═══ DOKUMEN SUMBER ═══

Dipekerjakannya orang-orang hukuman yang biasanya berasal dari Jawa dan
Bugis. Orang rante, begitu orang menyebut narapidana, digiring dari
penjara di Jalan Tarutung, Sibolga, yang kini telah jadi kantor Pajak
Gadai. Tahap demi tahap, mereka mengorek bukit batu, atau meledakkannya
dengan dinamit. "Dinamit model kuno," kata Abdul Rahim Siregar (81
tahun) yang dulu pernah jadi klerek di Kantor Residen Tapanuli sampai
tahun 1922. Artinya, Sitenus tidak mempergunakan kabel atau kenop tekan
untuk meledakkannya. Tapi seperti orang main petasan saja. Beberapa buah
"petasan" besar disulut sumbunya. Tunggu saja beberapa menit. Tepat jam
11 siang, jika lonceng di gardu berdentang, semua orang harus tiarap
atau berlindung. Sebab, ketika itulah bumi akan tergoncang oleh ledakan.
Jangan harap dapat ganti kerugian kalau ada rumah yang bocor tertimpa
batu gunung. Berapa orang yang meninggal ketika membuat jalan itu juga
tidak pernah tercatat. Saudagar Batak Sitenus bekerja bak sekali
merengkuh dayung, dua tiga pulau terlampaui. Pecahan batu diangkut
dengan lori dari Km 8 ke tempat yang sekarang bernama Jalan Panjaitan.

═══ DATA YANG DIBERIKAN ═══

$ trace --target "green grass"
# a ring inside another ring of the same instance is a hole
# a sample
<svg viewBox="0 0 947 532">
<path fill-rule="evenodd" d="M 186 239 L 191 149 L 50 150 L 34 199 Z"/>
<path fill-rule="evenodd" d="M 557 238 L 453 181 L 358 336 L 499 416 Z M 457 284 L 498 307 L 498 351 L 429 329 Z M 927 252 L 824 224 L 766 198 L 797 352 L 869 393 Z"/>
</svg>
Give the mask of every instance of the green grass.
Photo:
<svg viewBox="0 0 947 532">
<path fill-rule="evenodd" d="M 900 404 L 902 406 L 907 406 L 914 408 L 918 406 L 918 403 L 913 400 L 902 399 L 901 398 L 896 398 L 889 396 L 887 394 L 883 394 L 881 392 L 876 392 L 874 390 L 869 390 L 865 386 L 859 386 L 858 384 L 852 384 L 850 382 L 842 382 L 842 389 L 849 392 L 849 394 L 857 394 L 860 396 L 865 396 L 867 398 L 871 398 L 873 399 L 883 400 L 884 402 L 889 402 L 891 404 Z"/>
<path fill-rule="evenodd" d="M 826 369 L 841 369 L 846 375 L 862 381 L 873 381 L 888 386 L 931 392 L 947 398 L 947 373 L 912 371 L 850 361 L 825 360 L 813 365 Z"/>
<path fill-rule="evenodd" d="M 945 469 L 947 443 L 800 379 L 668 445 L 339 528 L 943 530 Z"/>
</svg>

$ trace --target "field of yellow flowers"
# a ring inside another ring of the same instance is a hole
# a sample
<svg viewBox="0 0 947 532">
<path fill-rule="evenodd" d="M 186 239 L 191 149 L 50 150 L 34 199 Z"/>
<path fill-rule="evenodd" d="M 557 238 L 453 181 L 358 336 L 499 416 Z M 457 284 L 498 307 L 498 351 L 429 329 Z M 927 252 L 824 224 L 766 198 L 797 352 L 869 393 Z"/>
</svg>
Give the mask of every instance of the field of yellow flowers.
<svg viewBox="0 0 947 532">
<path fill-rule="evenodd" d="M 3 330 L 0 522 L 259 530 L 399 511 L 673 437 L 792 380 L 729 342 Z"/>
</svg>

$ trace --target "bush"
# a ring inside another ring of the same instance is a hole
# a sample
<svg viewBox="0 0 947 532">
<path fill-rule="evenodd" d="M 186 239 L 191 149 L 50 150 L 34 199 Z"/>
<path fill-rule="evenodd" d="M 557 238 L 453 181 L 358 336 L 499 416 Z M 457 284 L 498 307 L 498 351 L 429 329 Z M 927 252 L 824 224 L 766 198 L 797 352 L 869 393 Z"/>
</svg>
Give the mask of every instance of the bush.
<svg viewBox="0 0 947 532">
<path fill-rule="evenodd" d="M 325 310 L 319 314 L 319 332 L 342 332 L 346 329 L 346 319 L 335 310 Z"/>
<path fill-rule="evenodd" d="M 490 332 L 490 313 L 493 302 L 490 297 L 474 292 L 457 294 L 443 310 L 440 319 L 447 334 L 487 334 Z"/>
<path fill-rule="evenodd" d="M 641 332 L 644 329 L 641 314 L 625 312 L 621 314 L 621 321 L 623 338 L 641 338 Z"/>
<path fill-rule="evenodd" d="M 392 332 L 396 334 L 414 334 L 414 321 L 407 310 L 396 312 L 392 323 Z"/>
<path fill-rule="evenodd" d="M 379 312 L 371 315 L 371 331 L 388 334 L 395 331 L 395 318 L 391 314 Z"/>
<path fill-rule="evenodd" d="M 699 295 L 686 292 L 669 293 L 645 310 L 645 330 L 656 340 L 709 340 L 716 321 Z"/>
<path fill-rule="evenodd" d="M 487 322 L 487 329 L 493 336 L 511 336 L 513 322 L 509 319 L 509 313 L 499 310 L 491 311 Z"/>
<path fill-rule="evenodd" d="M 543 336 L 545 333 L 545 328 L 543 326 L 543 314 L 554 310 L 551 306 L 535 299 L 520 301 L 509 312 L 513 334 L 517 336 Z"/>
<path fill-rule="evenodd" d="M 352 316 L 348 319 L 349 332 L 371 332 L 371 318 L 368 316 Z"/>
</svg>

═══

* [TUGAS LATIHAN]
(a) Dalam teks tentang pembuatan jalan oleh orang rante, mengapa semua orang harus tiarap atau berlindung ketika lonceng di gardu berdentang tepat pukul 11 siang? Jawablah dalam satu sampai tiga kalimat.
(b) Tuliskan kembali dengan tepat bagian teks tentang pembuatan jalan oleh orang rante, mulai dari "Dipekerjakannya orang-orang hukuman" sampai dengan "tergoncang oleh ledakan.".
(c) Teruskan teks tentang pembuatan jalan oleh orang rante dari titik tempat teks itu berhenti.
Data tersebut berasal dari sumber yang berbeda.

* [JAWABAN LATIHAN]
(a) Semua orang harus tiarap atau berlindung karena pada saat itulah bumi akan tergoncang oleh ledakan.

(b)
Dipekerjakannya orang-orang hukuman yang biasanya berasal dari Jawa dan
Bugis. Orang rante, begitu orang menyebut narapidana, digiring dari
penjara di Jalan Tarutung, Sibolga, yang kini telah jadi kantor Pajak
Gadai. Tahap demi tahap, mereka mengorek bukit batu, atau meledakkannya
dengan dinamit. "Dinamit model kuno," kata Abdul Rahim Siregar (81
tahun) yang dulu pernah jadi klerek di Kantor Residen Tapanuli sampai
tahun 1922. Artinya, Sitenus tidak mempergunakan kabel atau kenop tekan
untuk meledakkannya. Tapi seperti orang main petasan saja. Beberapa buah
"petasan" besar disulut sumbunya. Tunggu saja beberapa menit. Tepat jam
11 siang, jika lonceng di gardu berdentang, semua orang harus tiarap
atau berlindung. Sebab, ketika itulah bumi akan tergoncang oleh ledakan.

(c)
Dari situ, Sibolga yang waktu itu masih rawa-rawa, mendapat timbunan
batu dan tanah. Hasilnya, dengan lori yang masih mempergunakan rem kayu,
telah tertimbuni 3 buah kampung di Sibolga. Di suatu tempat Sitenus
menemui bukit yang bukan main kerasnya -- tidak mempan didinamit.
Sitelus tak habis akal. Diborlah bukit tersebut. Hingga kini, tempat itu
bernama Batu Berlubang. Perihal orang rante yang bekerja-paksa masih
dikenang oleh Rahim Siregar. Dari bui, berkulit legam dan berbaju
seragam, orang rante digiring ke lokasi pembuatan jalan dengan kaki
terikat satu sama lain. Leher mereka dikalungi semacam gari yang
dikunci. Suatu iring-iringan yang menakutkan bocah. Ceritera berdarah
tentang jalan Sibolga-Tarutung mengandung sejarah bagi penduduk
setempat. Ada rasa kebanggaan pula. Bis pertama yang lewat di sana 1917
bernama Tofan Saudagar Batak. Dari Tarutung, bis yang memakai ban mati
ini mengangkut kemenyan ke Sibolga. Sejak itulah terjalin hubungan
antara daerah pedalaman dengan pesisir berkat menir Stins Sitenus dengan
orang perantean.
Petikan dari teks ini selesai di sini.